--- WORK TASK ---
Could you return every record below exactly as it stands, leaving out the pictures?

--- ENTRIES SUPPLIED ---

--- --- ---

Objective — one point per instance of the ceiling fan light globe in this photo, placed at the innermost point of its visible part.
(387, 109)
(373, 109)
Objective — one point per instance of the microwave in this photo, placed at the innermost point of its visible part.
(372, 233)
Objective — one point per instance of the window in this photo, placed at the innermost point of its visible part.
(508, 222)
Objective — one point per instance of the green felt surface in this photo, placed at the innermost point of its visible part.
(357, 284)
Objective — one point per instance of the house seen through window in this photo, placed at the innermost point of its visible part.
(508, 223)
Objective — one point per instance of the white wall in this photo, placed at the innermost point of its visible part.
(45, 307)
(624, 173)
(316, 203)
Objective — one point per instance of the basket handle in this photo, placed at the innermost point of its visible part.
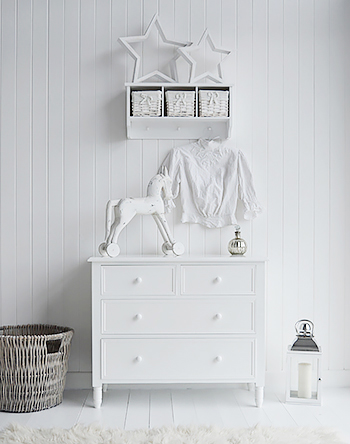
(53, 345)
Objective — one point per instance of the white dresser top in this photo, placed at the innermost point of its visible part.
(176, 259)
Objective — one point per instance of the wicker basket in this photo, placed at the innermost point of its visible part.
(33, 366)
(146, 103)
(180, 103)
(213, 103)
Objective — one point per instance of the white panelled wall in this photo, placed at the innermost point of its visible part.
(64, 153)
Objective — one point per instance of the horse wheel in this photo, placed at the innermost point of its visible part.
(102, 249)
(178, 249)
(113, 250)
(167, 248)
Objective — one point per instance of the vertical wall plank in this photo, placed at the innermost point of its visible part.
(347, 179)
(71, 286)
(337, 189)
(212, 239)
(306, 160)
(117, 116)
(229, 29)
(88, 240)
(40, 160)
(8, 162)
(322, 188)
(150, 147)
(133, 231)
(244, 96)
(273, 241)
(291, 170)
(55, 161)
(24, 161)
(197, 25)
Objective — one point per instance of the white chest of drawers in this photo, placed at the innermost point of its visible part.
(178, 320)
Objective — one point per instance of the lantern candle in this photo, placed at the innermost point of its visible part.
(304, 380)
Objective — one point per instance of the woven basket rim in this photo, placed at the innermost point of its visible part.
(52, 330)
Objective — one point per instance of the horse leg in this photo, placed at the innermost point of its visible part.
(170, 244)
(111, 204)
(122, 218)
(163, 227)
(160, 228)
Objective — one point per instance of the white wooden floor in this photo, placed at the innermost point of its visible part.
(132, 409)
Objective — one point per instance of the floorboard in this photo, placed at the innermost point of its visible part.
(135, 409)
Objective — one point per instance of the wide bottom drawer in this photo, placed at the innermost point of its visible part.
(177, 359)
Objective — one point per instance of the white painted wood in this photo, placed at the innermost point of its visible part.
(272, 156)
(64, 153)
(138, 412)
(55, 170)
(161, 408)
(8, 135)
(217, 315)
(138, 280)
(230, 407)
(218, 279)
(158, 339)
(322, 172)
(24, 159)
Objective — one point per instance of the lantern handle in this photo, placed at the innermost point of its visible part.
(304, 321)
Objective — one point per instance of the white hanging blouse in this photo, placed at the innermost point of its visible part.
(210, 177)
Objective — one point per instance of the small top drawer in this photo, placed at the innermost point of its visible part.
(137, 280)
(217, 279)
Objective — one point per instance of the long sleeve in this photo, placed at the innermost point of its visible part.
(171, 162)
(246, 189)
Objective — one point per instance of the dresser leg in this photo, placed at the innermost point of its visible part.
(97, 396)
(259, 396)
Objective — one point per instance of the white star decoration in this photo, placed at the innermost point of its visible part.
(125, 41)
(185, 53)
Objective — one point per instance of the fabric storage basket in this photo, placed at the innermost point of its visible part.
(213, 103)
(33, 366)
(180, 103)
(146, 103)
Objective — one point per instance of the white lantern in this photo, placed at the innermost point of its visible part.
(304, 364)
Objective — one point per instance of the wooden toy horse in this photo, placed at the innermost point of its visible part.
(126, 209)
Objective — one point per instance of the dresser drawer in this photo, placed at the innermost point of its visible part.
(211, 315)
(175, 359)
(217, 279)
(137, 280)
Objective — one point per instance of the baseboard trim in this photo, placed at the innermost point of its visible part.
(78, 380)
(274, 380)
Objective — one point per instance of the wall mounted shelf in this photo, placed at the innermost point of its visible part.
(168, 127)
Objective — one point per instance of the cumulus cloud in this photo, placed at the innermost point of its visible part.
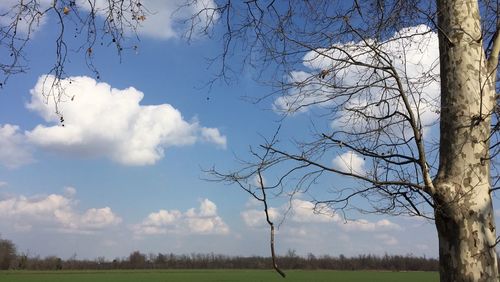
(364, 225)
(203, 220)
(349, 162)
(55, 211)
(257, 218)
(103, 121)
(14, 151)
(387, 239)
(413, 52)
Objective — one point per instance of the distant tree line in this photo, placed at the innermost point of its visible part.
(9, 259)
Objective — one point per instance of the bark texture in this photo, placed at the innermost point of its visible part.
(464, 212)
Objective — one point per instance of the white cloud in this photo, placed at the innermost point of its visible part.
(254, 218)
(194, 221)
(14, 151)
(349, 162)
(213, 135)
(387, 239)
(363, 225)
(54, 211)
(103, 121)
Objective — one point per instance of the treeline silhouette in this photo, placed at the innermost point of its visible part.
(137, 260)
(10, 259)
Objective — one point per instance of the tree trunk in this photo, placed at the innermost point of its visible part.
(464, 212)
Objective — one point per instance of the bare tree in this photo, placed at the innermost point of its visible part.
(93, 22)
(373, 70)
(358, 66)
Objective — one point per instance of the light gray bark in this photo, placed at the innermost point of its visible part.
(464, 212)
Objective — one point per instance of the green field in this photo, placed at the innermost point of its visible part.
(213, 276)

--- --- ---

--- WRITTEN SOLUTION ---
Objective — one point per instance of the ceiling fan light globe in this photo, placed at the innermost point of its visible part.
(387, 109)
(373, 109)
Objective — one point per instance of the microwave in this photo, placed at the innermost point of its visible part.
(372, 233)
Objective — one point per instance of the window in this photo, placed at the innermost point of its visible part.
(508, 222)
Objective — one point per instance of the green felt surface in this photo, placed at the innermost point of its visible part.
(357, 284)
Objective — one point per instance of the house seen through window in this photo, placed at the innermost point of its visible part.
(508, 223)
Objective — one point per instance of the white wall in this photo, placed at the innermost point of its visible part.
(45, 307)
(624, 173)
(316, 203)
Objective — one point per instance of the basket handle in this photo, placed at the innermost point of its visible part.
(53, 345)
Objective — one point per instance of the white dresser top in this photo, placed at the innermost point of its visible part.
(176, 259)
Objective — one point per instance of the wicker basket in this photo, placed at the innermost point of its visible part.
(33, 366)
(146, 103)
(180, 103)
(213, 103)
Objective — one point per instance of the white panelled wall in this photo, placed at the innermost point of its visible part.
(64, 153)
Objective — one point per instance of the horse wheel in this photo, placed at the innermost point of its visible part.
(102, 249)
(178, 249)
(113, 250)
(167, 248)
Objective — one point per instance of the vertical wall plank in this photo, placed at the innermost point of its visible part.
(347, 179)
(71, 286)
(337, 189)
(212, 239)
(306, 160)
(117, 116)
(229, 29)
(88, 240)
(40, 160)
(8, 162)
(322, 188)
(150, 147)
(133, 231)
(244, 96)
(273, 241)
(291, 170)
(55, 161)
(24, 161)
(197, 25)
Objective — one point per instance of the white chest of drawers in this photo, placed at the innermost point of its visible part.
(178, 320)
Objective — one point per instance of the lantern candle in this photo, placed at the innermost point of its visible part.
(304, 380)
Objective — one point per instance of the woven basket rim in this photo, placed at the innermost point of its visible part.
(52, 330)
Objective — one point per instance of the horse leg in this photo, placed at the innermost point of its visible part.
(170, 244)
(111, 204)
(122, 218)
(163, 227)
(160, 228)
Objective — one point per instance of the white wooden floor in this photo, placed at the innermost point of its visible part.
(132, 409)
Objective — one point per instance of the floorboard in this photo, placed at the innermost point of its visible part.
(135, 409)
Objective — one point per instance of the wide bottom drawer in this photo, placed at the innermost point of its visible part.
(177, 359)
Objective — one point per instance of the white painted wood in this photo, placed at the innermost point of its visible part.
(272, 156)
(64, 153)
(138, 412)
(55, 170)
(161, 408)
(8, 135)
(217, 315)
(138, 280)
(230, 407)
(218, 279)
(158, 339)
(322, 172)
(24, 159)
Objective — one point per instance of the lantern handle in this photo, placed at the innermost point of its visible part.
(304, 321)
Objective — one point per instance of the white hanging blouse in this photo, placed at the innermost point of its visible part.
(210, 177)
Objective — one point per instance of the small top drawer in this photo, placed at the innermost point of its visible part.
(137, 280)
(217, 279)
Objective — one point per instance of the long sleeve in this photo, placed at the innermost point of its visible part.
(171, 162)
(246, 189)
Objective — one point per instance of the dresser leg in this photo, placed at the innermost point of its visible part.
(97, 396)
(259, 396)
Objective — one point per instance of the white star decoration in this photo, placed at the innermost point of its visible part.
(125, 41)
(185, 53)
Objective — one point per instance of the fabric storage basket in this photo, placed at the innermost point of its visible part.
(213, 103)
(33, 366)
(180, 103)
(146, 103)
Objective — one point per instance of the white lantern in this photo, placed at the innermost point of its visible part.
(304, 364)
Objective — one point per instance of the wooden toy horse in this photo, placed at the innermost point of its visible part.
(126, 209)
Objective — one point per instance of the dresser drawer in this photo, placed at the innermost point of its visible part.
(211, 315)
(175, 359)
(217, 279)
(137, 280)
Objective — one point per instance of the baseboard trim in this photo, placed at the innermost point of its visible part.
(78, 380)
(274, 380)
Objective — one point per instance of the wall mounted shelf in this photo, placed at the innermost point of its visible part.
(168, 127)
Objective — one point per instance of the cumulus cloud in this photo, placed at the innermost point of its visible part.
(364, 225)
(203, 220)
(349, 162)
(55, 211)
(257, 218)
(103, 121)
(14, 151)
(387, 239)
(413, 52)
Objective — one point per instance of the distant tree line in this photo, placed at the innermost point of its visible part.
(9, 259)
Objective — one point per instance of the bark texture in this photo, placed at the innermost point of its visible part.
(464, 212)
Objective — one point per instance of the white cloud in this photo, placed at the innermost point of its visible part.
(254, 218)
(194, 221)
(14, 151)
(349, 162)
(213, 135)
(387, 239)
(363, 225)
(54, 211)
(103, 121)
Objective — one point per instance of the treeline silhouette in this photo, placed at the innermost point of its visible part.
(137, 260)
(10, 259)
Objective — one point per instance of the tree trunk in this photo, placed at the innermost point of its visible part.
(464, 212)
Objective — one point per instance of the bare tree in this photo, placed at the innermost point of its visible part.
(93, 22)
(373, 70)
(358, 66)
Objective — one point per instance of the light gray bark in this photo, placed at the innermost point of its visible part.
(464, 212)
Objective — one point per instance of the green field in this photo, placed at the innermost point of its visible part.
(213, 276)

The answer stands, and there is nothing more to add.